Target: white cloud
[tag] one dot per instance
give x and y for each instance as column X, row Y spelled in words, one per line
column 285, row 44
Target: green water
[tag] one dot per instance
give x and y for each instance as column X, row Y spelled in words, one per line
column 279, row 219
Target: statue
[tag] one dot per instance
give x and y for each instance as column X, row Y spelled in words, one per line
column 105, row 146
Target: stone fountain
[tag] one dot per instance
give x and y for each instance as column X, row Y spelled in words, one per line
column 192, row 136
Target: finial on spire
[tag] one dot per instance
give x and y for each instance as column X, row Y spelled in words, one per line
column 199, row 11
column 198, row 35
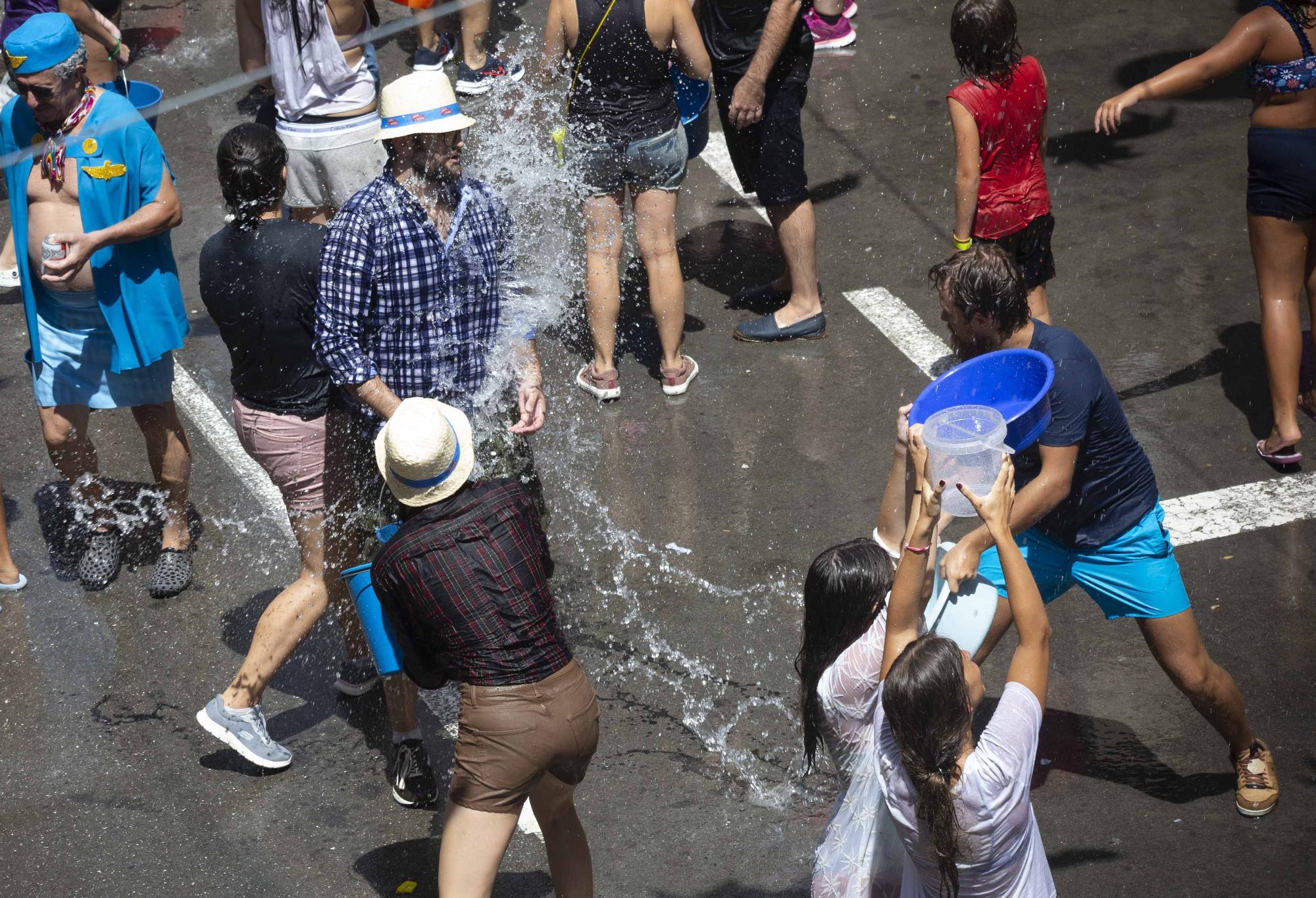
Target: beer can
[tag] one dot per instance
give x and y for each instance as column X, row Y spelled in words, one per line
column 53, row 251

※ ※ ※

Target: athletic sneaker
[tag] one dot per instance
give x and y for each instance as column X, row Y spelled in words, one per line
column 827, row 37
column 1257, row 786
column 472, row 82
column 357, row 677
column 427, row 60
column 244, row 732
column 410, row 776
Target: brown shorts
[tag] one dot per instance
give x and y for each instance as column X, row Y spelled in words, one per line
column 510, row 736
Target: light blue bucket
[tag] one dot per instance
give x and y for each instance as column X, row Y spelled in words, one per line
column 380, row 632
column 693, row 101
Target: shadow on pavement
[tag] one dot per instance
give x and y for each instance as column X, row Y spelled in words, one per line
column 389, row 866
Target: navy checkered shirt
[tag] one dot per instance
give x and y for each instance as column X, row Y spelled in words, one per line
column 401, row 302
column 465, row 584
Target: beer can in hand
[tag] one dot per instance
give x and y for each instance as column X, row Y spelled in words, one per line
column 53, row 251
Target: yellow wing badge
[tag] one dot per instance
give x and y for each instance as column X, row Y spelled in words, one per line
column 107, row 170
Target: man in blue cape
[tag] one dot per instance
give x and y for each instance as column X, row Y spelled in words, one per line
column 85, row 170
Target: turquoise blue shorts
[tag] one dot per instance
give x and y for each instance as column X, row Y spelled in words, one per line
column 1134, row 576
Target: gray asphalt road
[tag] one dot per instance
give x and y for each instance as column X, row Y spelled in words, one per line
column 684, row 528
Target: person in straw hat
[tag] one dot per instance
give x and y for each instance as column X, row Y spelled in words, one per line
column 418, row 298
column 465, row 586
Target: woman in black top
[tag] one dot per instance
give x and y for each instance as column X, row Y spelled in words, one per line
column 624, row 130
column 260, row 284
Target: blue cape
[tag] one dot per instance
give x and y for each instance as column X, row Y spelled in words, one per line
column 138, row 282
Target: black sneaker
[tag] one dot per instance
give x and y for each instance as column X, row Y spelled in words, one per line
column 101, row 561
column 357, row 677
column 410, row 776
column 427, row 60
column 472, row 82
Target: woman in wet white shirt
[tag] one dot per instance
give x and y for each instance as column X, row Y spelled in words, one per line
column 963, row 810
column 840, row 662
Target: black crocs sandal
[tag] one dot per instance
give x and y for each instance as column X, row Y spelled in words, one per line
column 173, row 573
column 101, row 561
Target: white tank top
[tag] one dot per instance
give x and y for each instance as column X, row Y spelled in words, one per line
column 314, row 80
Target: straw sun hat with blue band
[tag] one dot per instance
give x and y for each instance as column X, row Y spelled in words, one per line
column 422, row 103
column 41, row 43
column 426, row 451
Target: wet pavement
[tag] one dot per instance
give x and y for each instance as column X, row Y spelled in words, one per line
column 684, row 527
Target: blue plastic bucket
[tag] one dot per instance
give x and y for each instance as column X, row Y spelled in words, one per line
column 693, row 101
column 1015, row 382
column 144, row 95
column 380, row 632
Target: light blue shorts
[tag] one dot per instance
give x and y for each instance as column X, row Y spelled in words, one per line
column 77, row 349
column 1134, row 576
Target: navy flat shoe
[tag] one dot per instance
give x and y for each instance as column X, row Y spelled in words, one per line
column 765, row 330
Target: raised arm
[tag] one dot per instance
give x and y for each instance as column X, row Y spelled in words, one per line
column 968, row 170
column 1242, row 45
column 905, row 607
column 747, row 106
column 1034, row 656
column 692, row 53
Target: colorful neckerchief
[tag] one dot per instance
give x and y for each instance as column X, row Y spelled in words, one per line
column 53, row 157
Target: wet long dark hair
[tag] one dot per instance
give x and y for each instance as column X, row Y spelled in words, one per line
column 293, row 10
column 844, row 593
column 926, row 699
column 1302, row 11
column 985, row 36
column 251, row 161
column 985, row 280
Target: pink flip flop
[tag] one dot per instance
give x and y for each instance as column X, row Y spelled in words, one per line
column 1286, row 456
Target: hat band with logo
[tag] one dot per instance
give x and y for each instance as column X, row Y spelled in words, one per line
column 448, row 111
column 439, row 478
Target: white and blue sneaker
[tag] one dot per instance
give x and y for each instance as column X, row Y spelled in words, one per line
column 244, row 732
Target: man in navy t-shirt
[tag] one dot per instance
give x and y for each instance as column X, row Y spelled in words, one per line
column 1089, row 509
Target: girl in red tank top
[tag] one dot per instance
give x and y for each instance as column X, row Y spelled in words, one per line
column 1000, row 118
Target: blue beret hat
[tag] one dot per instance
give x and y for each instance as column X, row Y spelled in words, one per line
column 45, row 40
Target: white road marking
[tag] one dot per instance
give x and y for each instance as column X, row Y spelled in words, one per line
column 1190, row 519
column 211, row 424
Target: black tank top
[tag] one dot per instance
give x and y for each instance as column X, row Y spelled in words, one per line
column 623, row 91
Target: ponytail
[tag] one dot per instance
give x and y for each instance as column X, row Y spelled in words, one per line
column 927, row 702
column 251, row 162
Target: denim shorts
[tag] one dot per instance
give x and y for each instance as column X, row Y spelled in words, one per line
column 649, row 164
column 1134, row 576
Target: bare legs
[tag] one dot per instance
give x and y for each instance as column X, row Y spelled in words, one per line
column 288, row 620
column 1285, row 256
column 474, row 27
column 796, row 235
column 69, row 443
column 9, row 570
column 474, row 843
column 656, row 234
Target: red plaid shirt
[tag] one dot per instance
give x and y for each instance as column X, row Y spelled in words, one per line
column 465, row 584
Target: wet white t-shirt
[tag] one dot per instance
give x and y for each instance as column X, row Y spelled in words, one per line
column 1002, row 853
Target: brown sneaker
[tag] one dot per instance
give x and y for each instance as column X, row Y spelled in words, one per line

※ ※ ※

Return everything above from the line containing "Target: white cloud" down to the line containing "column 105, row 146", including both, word for word.

WRITTEN ANSWER:
Target: white cloud
[tag] one dot per instance
give x and y for each instance as column X, row Y spelled in words, one per line
column 285, row 44
Target: green water
[tag] one dot per instance
give x and y for each instance as column X, row Y spelled in words, one per line
column 279, row 219
Target: statue
[tag] one dot per instance
give x and y for each instance as column X, row Y spelled in words, one per line
column 105, row 146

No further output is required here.